__Problem details__.
Please render each line of the entries below as a numbered list, skipping blank lines and leaving the pictures out.

[Entries from a data collection]
____

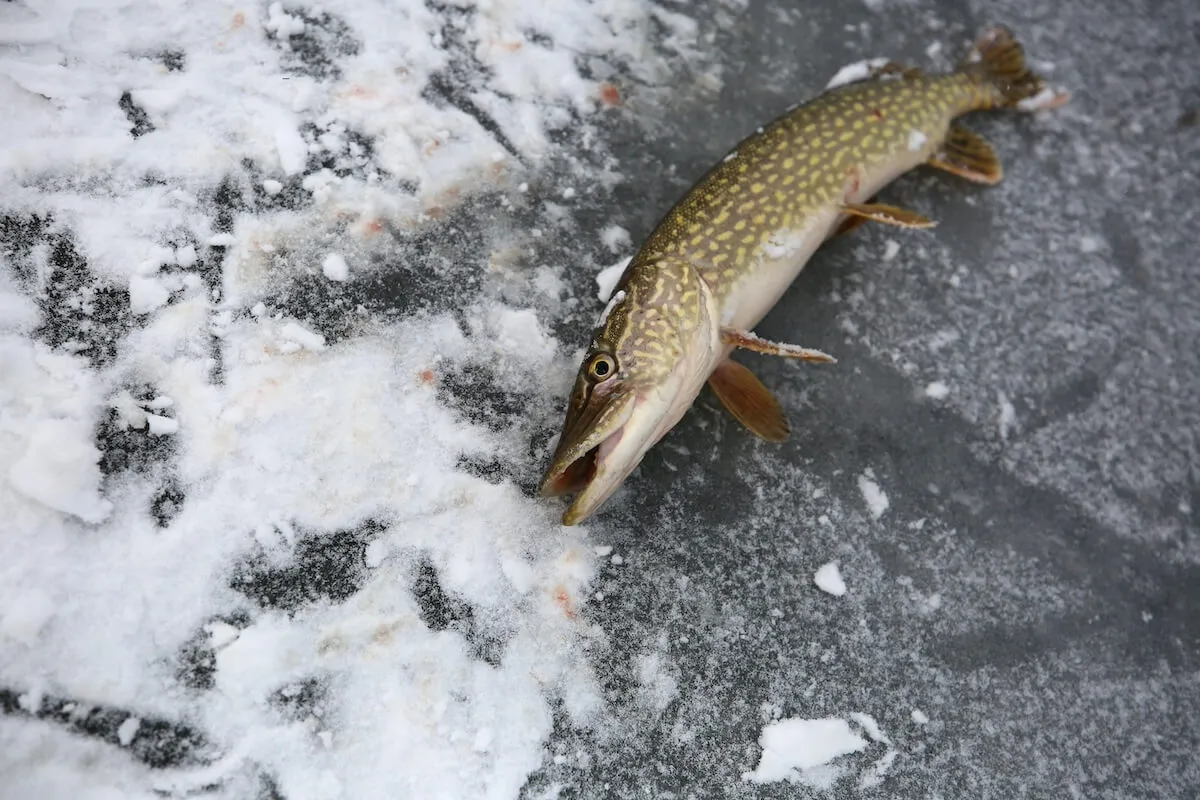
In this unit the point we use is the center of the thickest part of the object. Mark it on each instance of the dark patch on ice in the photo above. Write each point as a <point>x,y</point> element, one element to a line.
<point>79,310</point>
<point>1126,250</point>
<point>474,392</point>
<point>197,661</point>
<point>167,503</point>
<point>431,270</point>
<point>124,449</point>
<point>303,698</point>
<point>463,73</point>
<point>1073,396</point>
<point>157,743</point>
<point>316,52</point>
<point>136,115</point>
<point>322,566</point>
<point>174,60</point>
<point>443,611</point>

____

__Response to the exercise__.
1. In this unit the point we use is the center of the thickest part of the object. Mark it on each instance of the dark patch on ice in the photo above. Write each point as a <point>x,y</point> element, one element to a line.
2. <point>79,310</point>
3. <point>1126,250</point>
4. <point>474,392</point>
5. <point>197,661</point>
6. <point>167,503</point>
7. <point>431,270</point>
8. <point>124,449</point>
9. <point>303,698</point>
10. <point>463,73</point>
11. <point>1073,396</point>
12. <point>157,743</point>
13. <point>316,52</point>
14. <point>136,115</point>
15. <point>322,566</point>
16. <point>174,60</point>
17. <point>443,611</point>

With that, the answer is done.